== TEXT ==

Von Ivar Lüthe Aktualisiert: 19.4.2021, 08:32

Magdeburg. Sabine Radke versteht die Welt nicht mehr: Die 51-Jährige ist krebskrank und damit in der Corona-Pandemie besonders risikogefährdet. Sie gehört zur Prioritätsgruppe 2 der Bundesimpfverordnung und hat somit Anspruch auf eine Impfung. Im Impfzentrum in Magdeburg jedoch wird sie abgewiesen. Denn Sabine Radke wohnt in Irxleben, nur wenige Kilometer vor den Toren der Landeshauptstadt. Und nicht nur ihr geht es derzeit so.

Dass sie abgewiesen wird, liegt an einer aktuell bestehenden Weisung des Magdeburger Oberbürgermeisters Lutz Trümper (SPD). Wer nicht in Magdeburg gemeldet ist oder keinen dauerhaften Arbeitsplatz in der Landeshauptstadt nachweisen kann, wird aktuell im Impfzentrum nicht berücksichtigt.

Nach Ostern hatte der OB diese Regelung eingeführt. Hintergrund war, dass gut 40 Prozent aller angebotenen Impftermine in Magdeburg von Menschen aus anderen Bundesländern belegt worden waren. Aus Niedersachsen, Hamburg, Berlin, selbst aus München seien Impfwillige angereist und hatten sich in den Messehallen der Elbestadt impfen lassen. Mehr als 2000 Impfungen seien so an Nicht-Magdeburger gegangen.

===

• ZU LÖSENDE AUFGABEN:
A) Beantworten Sie zum Bericht zum Magdeburger Impfzentrum diese Fragen:
(i) In welchem Ort wohnt Sabine Radke?
(ii) Wer hat die Weisung erlassen, nach der Auswärtige im Impfzentrum nicht berücksichtigt werden?
(iii) Welcher Anteil der angebotenen Impftermine war von Menschen aus anderen Bundesländern belegt worden?
B) Geben Sie aus dem Bericht zum Magdeburger Impfzentrum den Abschnitt wörtlich wieder, der mit „Dass sie abgewiesen“ beginnt und bis einschließlich „an Nicht-Magdeburger gegangen.“ reicht.
C) Führen Sie den Bericht zum Magdeburger Impfzentrum im Anschluss an seinen letzten Satz weiter.
Die Datensätze haben mit dem Bericht zum Magdeburger Impfzentrum nichts zu tun.

== ZU PRÜFENDE DATEN ==

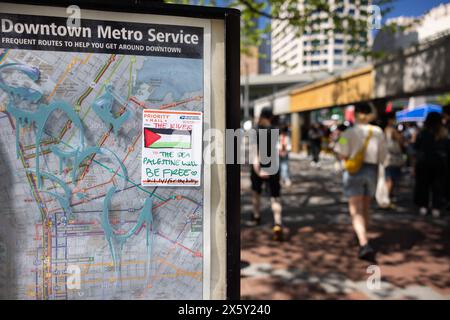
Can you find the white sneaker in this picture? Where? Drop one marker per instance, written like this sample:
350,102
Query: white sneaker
436,213
423,211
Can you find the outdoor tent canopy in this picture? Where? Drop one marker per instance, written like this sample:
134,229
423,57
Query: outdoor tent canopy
418,114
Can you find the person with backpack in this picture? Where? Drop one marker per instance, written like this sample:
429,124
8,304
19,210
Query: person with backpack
362,148
431,169
260,175
285,148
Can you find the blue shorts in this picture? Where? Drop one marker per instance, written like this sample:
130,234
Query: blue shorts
362,183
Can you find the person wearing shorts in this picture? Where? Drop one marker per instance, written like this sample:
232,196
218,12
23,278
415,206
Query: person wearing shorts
360,187
261,174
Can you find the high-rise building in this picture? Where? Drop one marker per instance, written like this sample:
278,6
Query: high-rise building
414,30
317,49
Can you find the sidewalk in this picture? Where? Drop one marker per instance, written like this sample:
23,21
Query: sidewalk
319,260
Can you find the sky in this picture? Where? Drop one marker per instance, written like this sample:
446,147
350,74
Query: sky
413,7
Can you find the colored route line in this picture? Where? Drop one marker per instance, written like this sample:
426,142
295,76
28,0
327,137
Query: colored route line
69,67
165,106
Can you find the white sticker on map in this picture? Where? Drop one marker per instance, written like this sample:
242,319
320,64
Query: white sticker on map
171,148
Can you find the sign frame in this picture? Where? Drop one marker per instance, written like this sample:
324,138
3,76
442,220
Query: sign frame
231,36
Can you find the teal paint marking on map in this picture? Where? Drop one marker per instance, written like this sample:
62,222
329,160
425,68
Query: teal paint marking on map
39,117
26,94
80,156
116,239
64,201
103,108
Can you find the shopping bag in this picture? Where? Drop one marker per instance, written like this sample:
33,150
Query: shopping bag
382,193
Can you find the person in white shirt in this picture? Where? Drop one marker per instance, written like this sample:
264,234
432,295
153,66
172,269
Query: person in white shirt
360,187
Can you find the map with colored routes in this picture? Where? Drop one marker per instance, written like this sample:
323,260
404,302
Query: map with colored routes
75,222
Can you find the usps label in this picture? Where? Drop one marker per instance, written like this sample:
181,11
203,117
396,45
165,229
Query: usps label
171,148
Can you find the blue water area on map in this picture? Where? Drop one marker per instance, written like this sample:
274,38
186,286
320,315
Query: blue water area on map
177,76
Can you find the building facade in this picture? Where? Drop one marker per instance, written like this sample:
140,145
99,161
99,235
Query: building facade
316,49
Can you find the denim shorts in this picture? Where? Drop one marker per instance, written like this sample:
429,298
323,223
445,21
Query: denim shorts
362,183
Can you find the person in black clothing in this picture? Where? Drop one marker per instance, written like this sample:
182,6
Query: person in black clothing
431,168
315,139
262,173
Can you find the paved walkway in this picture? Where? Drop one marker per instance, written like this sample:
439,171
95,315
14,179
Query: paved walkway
319,260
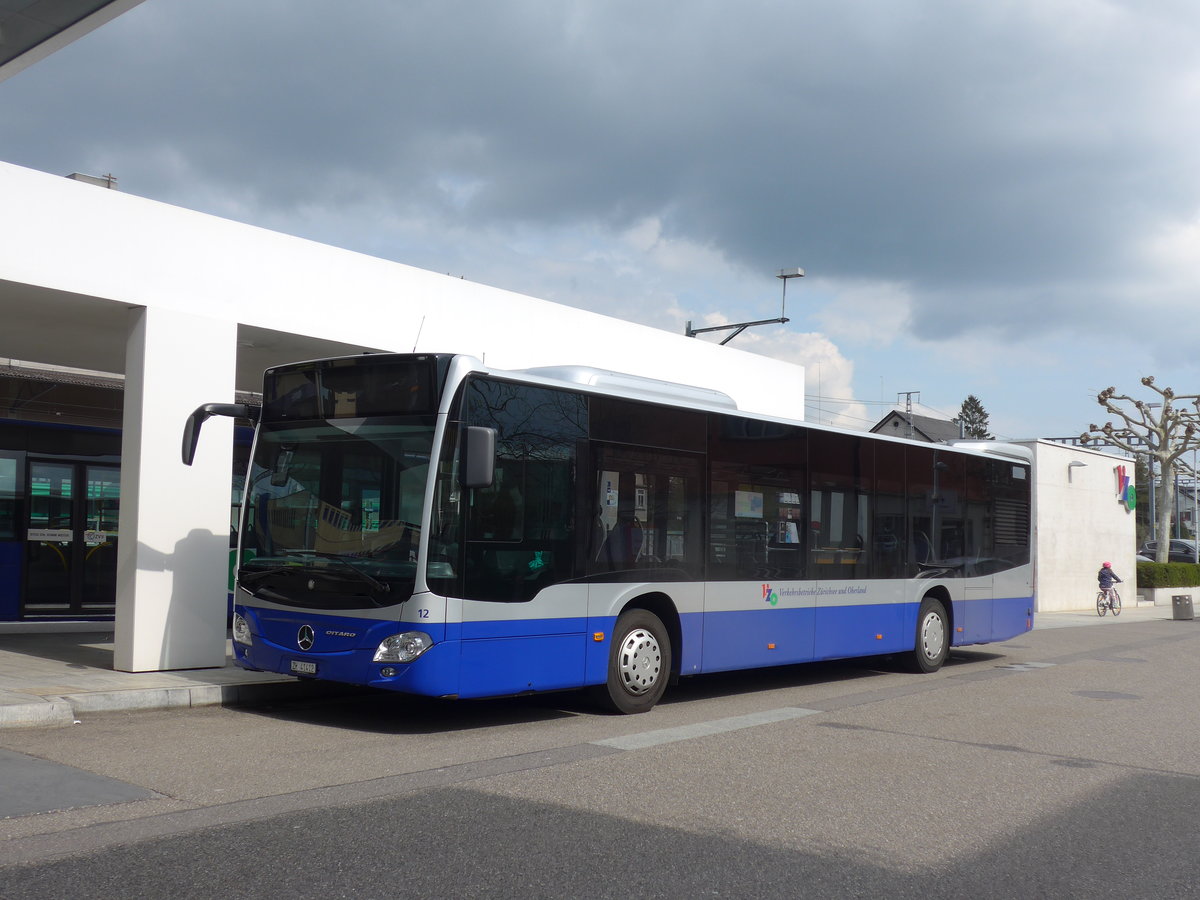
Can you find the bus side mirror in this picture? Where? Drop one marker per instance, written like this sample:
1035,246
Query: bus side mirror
477,466
192,426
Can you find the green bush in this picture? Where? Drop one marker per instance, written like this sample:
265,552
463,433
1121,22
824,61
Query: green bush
1168,575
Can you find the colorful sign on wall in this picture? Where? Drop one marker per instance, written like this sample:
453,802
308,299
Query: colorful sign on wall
1127,492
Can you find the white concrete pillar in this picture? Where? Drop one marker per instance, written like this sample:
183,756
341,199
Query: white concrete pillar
174,528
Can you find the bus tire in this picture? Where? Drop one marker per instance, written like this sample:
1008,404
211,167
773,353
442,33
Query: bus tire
639,664
933,642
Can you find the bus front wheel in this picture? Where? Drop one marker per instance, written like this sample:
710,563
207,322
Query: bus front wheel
933,643
639,664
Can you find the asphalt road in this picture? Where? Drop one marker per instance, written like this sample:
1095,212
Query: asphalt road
1061,765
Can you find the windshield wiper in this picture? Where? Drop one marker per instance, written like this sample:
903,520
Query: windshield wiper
256,574
382,587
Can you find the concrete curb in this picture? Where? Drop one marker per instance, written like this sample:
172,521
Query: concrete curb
67,709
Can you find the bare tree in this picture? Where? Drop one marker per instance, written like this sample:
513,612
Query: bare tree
1162,431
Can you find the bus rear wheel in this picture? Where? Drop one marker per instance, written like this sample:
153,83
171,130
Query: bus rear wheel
933,645
639,664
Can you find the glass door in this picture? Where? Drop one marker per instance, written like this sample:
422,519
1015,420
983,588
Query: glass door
71,540
101,508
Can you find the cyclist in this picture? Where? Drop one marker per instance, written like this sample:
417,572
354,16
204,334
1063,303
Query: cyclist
1108,579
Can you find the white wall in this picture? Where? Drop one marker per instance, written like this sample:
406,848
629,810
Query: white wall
1079,523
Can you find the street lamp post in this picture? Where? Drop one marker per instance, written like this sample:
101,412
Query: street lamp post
784,275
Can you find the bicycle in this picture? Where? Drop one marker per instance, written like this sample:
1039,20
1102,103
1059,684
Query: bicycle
1108,600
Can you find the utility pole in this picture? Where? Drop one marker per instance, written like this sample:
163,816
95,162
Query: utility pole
907,408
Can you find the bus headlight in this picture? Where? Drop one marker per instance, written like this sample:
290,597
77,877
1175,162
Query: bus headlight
241,630
403,648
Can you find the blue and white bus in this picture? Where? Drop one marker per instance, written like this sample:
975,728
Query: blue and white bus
423,523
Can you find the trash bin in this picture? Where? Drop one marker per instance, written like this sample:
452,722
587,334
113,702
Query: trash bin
1181,606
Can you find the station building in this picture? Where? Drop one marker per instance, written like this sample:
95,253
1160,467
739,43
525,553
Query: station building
123,316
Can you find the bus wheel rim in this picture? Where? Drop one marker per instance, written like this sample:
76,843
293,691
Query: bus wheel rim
933,635
641,661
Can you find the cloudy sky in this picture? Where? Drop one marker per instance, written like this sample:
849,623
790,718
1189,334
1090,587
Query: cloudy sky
993,198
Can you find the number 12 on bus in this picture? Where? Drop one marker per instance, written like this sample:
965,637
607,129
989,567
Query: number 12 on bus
423,523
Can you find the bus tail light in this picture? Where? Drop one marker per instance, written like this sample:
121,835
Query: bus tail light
402,648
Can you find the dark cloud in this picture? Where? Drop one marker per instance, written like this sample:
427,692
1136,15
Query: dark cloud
1001,160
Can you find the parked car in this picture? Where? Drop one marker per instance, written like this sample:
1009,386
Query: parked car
1180,551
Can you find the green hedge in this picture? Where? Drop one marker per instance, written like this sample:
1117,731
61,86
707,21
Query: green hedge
1168,575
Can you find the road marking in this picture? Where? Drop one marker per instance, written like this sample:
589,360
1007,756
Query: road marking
718,726
1027,666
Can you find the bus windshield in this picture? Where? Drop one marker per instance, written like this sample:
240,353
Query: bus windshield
333,511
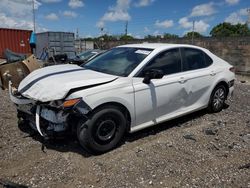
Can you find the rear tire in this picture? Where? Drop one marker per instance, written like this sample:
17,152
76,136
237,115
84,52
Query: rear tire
217,99
103,130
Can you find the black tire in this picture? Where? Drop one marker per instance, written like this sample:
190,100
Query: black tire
103,130
217,99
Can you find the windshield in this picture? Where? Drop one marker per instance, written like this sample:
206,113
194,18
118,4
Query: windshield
118,61
86,55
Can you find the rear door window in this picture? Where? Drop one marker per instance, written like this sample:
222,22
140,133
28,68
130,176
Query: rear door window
195,59
169,62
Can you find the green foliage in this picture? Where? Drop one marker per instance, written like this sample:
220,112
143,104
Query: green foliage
126,37
107,38
190,35
229,30
170,36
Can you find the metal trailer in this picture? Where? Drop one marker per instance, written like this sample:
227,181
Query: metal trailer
16,40
54,43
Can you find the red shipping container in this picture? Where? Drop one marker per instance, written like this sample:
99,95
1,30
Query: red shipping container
14,39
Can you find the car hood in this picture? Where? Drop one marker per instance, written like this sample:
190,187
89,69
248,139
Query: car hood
55,82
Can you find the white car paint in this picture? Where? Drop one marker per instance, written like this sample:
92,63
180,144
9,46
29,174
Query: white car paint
148,104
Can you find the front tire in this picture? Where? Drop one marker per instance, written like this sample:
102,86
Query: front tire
103,130
217,99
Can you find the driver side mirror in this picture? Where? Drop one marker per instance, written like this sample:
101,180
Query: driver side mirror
152,74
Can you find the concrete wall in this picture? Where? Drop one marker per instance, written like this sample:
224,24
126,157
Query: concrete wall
235,50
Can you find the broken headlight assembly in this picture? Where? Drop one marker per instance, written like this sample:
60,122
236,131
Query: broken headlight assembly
75,105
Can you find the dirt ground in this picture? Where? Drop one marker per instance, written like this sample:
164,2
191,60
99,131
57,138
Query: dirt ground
198,150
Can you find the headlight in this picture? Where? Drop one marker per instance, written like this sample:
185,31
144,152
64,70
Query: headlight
70,103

===

• ANTWORTEN JE AUFGABE:
A)
(i) In Irxleben.
(ii) Der Magdeburger Oberbürgermeister Lutz Trümper (SPD).
(iii) Gut 40 Prozent.

B)
Dass sie abgewiesen wird, liegt an einer aktuell bestehenden Weisung des Magdeburger Oberbürgermeisters Lutz Trümper (SPD). Wer nicht in Magdeburg gemeldet ist oder keinen dauerhaften Arbeitsplatz in der Landeshauptstadt nachweisen kann, wird aktuell im Impfzentrum nicht berücksichtigt.

Nach Ostern hatte der OB diese Regelung eingeführt. Hintergrund war, dass gut 40 Prozent aller angebotenen Impftermine in Magdeburg von Menschen aus anderen Bundesländern belegt worden waren. Aus Niedersachsen, Hamburg, Berlin, selbst aus München seien Impfwillige angereist und hatten sich in den Messehallen der Elbestadt impfen lassen. Mehr als 2000 Impfungen seien so an Nicht-Magdeburger gegangen.

C)
Regel soll Impftourismus in Größenordnung eindämmen

Zuviel für den OB. Einem derartigen Impftourismus wollte er einen Riegel vorschieben. „Es kann doch nicht sein, dass sich ganz Deutschland in Magdeburg impfen lässt und für die Magdeburger bleiben keine Termine“, zürnte Trümper. Bei knappem Impfstoff und dem Einsatz städtischen Personals sollte der Impfstoff auch den Magdeburgern zugutekommen. Per Weisung legte er die „Magdeburger zuerst“-Regel fest und sich damit auch mit Landes-Gesundheitsministerin Petra Grimm-Benne (SPD) an.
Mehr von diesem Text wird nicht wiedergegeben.